+++ Task data +++
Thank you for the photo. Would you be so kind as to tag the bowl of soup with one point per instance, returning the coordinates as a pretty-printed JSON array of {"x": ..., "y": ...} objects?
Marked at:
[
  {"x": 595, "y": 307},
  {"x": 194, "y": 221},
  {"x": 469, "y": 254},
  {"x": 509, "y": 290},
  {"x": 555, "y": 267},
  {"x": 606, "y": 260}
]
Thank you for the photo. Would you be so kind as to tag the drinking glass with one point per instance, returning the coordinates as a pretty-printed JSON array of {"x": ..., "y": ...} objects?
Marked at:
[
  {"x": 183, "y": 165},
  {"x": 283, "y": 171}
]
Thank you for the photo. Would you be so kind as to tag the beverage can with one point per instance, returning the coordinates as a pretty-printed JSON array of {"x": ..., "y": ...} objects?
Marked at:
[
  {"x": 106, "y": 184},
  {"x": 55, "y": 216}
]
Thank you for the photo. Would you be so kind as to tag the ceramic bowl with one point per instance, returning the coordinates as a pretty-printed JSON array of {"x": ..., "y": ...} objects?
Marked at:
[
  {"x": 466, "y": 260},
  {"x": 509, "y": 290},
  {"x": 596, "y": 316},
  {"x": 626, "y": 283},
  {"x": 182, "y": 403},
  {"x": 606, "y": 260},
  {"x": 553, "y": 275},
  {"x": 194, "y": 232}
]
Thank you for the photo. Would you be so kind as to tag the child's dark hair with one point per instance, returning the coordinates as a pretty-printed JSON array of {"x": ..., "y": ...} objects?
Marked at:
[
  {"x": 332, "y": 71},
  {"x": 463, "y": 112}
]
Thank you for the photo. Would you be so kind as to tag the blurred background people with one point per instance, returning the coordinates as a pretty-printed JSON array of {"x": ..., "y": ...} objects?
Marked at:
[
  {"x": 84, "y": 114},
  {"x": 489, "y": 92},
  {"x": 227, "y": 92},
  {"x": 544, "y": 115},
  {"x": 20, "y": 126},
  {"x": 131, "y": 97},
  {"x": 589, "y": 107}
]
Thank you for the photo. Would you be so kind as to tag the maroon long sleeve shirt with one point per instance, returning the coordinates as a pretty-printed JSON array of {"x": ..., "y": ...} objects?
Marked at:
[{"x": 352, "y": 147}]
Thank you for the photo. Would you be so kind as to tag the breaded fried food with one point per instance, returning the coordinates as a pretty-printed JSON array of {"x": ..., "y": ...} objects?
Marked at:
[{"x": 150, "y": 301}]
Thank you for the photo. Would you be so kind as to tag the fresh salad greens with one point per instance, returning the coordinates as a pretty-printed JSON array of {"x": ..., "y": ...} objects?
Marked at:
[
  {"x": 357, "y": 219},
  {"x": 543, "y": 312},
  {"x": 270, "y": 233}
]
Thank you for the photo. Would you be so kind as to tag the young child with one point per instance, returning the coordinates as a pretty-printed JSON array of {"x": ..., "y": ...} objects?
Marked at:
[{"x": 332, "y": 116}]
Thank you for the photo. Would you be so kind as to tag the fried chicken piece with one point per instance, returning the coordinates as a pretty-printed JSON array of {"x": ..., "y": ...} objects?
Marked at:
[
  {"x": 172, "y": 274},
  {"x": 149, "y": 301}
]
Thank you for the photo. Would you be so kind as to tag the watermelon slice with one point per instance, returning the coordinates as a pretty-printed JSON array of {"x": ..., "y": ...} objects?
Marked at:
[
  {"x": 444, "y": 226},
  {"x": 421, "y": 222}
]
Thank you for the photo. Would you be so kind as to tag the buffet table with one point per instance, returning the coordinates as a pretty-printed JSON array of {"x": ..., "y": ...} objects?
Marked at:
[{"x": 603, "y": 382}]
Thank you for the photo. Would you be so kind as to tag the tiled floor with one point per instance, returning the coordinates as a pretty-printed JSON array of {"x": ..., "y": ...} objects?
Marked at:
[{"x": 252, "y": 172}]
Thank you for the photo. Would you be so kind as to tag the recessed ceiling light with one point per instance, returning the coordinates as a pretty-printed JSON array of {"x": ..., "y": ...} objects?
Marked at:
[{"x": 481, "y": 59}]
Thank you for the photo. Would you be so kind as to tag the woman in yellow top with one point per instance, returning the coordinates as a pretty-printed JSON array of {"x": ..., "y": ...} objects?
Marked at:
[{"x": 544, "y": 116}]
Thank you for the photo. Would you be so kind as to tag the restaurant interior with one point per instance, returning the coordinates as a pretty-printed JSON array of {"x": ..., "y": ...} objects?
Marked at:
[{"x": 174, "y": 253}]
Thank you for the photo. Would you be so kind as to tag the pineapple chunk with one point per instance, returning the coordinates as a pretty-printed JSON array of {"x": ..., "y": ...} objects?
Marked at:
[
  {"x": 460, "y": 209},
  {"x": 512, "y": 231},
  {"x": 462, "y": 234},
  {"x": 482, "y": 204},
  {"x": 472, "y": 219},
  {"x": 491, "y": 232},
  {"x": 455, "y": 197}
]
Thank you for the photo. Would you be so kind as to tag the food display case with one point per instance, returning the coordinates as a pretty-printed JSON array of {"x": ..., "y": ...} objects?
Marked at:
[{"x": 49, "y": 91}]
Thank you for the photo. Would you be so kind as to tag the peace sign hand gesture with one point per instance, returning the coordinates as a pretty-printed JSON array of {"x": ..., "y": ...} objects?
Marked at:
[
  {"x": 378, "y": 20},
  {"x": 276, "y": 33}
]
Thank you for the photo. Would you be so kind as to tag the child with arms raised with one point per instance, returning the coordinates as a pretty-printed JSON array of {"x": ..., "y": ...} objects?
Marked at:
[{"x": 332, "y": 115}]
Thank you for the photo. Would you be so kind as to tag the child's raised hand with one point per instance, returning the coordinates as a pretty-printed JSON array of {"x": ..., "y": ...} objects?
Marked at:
+++
Every line above with the word "child" belongs in the answer, copied as written.

Thank you for the photo. Would you be so kind as to tag the child's dark hair with one point per instance, returning the coordinates as a pretty-printed JSON array of {"x": ..., "y": ...} objects?
Thank you for the photo. Would you be so kind as to tag the young child with one point per instance, returning the coordinates as a pretty-printed JSON array of {"x": ..., "y": ...} objects?
Thank you for the photo. Would you be so kind as to tag the child with arms raised with one point per instance, returning the coordinates as a pretty-printed JSON array of {"x": ..., "y": ...} objects?
Thank you for the photo. Would you be so kind as to tag the child's raised hand with one point per instance, returning the coordinates as a pretty-printed JSON array of {"x": ..., "y": ...} objects?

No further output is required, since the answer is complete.